● Passage fourni:
***

Ces dernières années, de nouveaux cépages ont également été plantés sur l’exploitation : Cinsault, Counoise, Carignan Blanc, Xarello, Tourbat (Malvoisie du Roussillon). Ce sont des cépages peu présents dans le département, qui sont des cépages dits “oubliés”. Auparavant ils n’arrivaient pas à maturité, mais ils donnent désormais des vins beaucoup plus dans l’air du temps avec notamment moins de structure pour les vins rouges et aussi un degré d’alcool moins élevé.

L’objectif est de faire évoluer les vins grâce aux cépages et de s’adapter au changement climatique.


La plantation de nouveaux cépages est aussi liée à un problème de maturité des raisins : sur des cépages comme la Syrah il y avait un décalage important entre maturité technologique et phénolique. Cela donnait des raisins avec un degré d’alcool potentiel déjà très élevé (16°) alors que les pépins montraient que le raisin n’était pas encore mûr.

***

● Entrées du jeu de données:

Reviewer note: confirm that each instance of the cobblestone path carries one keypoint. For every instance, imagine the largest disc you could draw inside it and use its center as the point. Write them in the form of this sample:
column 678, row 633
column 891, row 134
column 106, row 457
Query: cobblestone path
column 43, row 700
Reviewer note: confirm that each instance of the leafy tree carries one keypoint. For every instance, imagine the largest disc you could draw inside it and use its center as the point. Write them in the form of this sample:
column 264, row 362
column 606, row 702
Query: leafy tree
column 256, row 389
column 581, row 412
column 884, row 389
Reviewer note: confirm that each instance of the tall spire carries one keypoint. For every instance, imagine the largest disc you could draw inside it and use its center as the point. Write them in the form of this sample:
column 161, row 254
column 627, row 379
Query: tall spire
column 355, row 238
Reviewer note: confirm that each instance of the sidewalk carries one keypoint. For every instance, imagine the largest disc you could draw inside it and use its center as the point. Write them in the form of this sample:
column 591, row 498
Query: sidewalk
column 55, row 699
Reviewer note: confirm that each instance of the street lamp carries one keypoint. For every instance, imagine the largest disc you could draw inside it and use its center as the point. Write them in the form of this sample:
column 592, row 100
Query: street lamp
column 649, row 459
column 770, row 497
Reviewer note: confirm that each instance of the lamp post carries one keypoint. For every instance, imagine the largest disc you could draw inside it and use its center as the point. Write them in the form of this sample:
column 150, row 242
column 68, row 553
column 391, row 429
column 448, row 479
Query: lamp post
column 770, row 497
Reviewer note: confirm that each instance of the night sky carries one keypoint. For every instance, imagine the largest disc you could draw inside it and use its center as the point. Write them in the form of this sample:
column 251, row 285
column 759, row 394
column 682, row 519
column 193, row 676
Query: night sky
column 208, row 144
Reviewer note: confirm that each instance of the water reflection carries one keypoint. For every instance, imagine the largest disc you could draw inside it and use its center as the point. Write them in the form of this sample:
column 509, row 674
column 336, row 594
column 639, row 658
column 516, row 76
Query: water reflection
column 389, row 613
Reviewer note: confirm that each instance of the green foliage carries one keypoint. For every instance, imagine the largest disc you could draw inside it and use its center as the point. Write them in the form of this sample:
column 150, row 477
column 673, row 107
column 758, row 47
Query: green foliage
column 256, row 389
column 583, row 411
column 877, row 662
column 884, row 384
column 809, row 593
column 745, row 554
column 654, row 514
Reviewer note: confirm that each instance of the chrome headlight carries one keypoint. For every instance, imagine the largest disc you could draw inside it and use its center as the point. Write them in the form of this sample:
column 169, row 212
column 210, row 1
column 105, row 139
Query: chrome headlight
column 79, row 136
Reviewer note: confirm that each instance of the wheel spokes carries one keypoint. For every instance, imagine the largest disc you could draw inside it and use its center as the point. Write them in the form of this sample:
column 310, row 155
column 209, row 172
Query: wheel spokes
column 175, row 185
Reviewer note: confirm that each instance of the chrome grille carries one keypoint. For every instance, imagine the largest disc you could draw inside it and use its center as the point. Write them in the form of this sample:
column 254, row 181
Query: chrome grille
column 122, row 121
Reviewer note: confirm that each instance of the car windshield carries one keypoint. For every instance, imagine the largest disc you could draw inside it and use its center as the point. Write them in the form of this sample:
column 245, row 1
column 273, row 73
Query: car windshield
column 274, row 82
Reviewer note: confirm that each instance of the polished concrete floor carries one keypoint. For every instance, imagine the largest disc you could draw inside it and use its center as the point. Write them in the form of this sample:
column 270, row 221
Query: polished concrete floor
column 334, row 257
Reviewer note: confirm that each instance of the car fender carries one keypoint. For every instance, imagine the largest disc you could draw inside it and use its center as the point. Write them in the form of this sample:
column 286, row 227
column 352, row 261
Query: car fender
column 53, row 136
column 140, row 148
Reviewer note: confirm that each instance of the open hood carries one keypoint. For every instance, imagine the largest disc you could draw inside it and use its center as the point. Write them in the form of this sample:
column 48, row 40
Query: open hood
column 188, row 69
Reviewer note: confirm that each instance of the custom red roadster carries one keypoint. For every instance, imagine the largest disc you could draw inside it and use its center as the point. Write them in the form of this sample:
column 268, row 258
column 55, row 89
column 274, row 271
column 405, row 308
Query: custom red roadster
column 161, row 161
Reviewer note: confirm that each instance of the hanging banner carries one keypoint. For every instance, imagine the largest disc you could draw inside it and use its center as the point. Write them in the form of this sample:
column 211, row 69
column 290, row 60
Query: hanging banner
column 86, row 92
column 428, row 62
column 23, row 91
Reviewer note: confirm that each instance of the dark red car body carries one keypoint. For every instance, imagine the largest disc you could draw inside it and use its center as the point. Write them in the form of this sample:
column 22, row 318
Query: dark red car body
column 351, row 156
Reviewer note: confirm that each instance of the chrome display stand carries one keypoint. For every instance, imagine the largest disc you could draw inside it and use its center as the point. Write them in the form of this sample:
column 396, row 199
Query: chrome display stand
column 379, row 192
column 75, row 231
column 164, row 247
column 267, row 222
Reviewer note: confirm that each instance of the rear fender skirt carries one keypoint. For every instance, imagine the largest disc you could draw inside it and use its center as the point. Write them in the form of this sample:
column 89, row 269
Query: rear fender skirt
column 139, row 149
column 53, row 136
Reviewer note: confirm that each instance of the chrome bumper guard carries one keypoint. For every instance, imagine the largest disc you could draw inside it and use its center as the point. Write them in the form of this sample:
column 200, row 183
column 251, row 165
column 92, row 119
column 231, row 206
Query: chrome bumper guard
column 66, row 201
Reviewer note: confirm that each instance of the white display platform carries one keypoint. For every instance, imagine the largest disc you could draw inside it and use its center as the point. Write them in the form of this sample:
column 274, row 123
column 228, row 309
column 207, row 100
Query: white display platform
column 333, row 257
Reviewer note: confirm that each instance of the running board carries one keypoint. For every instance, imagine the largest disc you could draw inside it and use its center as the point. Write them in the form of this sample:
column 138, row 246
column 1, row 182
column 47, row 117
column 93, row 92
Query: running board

***

● Défis:
A – Répondez à ces questions sur le texte consacré aux cépages :
(i) Quels cépages ont été plantés récemment sur l'exploitation ?
(ii) Quel objectif est fixé pour l'évolution des vins ?
(iii) Quel degré d'alcool potentiel les raisins de Syrah atteignaient-ils déjà ?
B – Prolongez le texte sur les cépages à la suite de sa dernière phrase.
Ces enregistrements viennent d'une autre source que le texte.

● Réponses aux exercices:
A –
(i) Le Cinsault, la Counoise, le Carignan Blanc, le Xarello et le Tourbat (Malvoisie du Roussillon).
(ii) Faire évoluer les vins grâce aux cépages et s'adapter au changement climatique.
(iii) 16°.

B –
Ces problèmes ont aussi entraîné un changement dans les modes de vinification. Auparavant, des délestages étaient effectués sur les vins rouges pour extraire davantage de couleur dans les rouges. Aujourd’hui, Rémi Sisqueille privilégie les mouillages, qui consistent à arroser le chapeau de marc avec le jus du bas de cuve sans extraire trop de tanins, ce qui permet d’éviter les tanins verts.

Les taux de soufre ajoutés ont aussi diminué. Les niveaux actuels sont proches du cahier des charges Demeter, avec moins de 70 mg/L de soufre.


Au niveau des fermentations, un soin particulier est apporté à la préparation des levains. Par ailleurs, pour les vins blancs, certaines cuvées passent désormais par une fermentation malolactique, facilitée par la faible quantité d’acide malique due aux fortes chaleurs. Cela permet aussi de limiter l’ajout de soufre.


Pour l’élevage des vins, des amphores en grès sont utilisées pour les cépages qui ont une plus forte tendance à s’oxyder, comme les Grenaches. Le grès étant un matériau réducteur, il va permettre d’élever les vins au moins un an sans évolution aromatique.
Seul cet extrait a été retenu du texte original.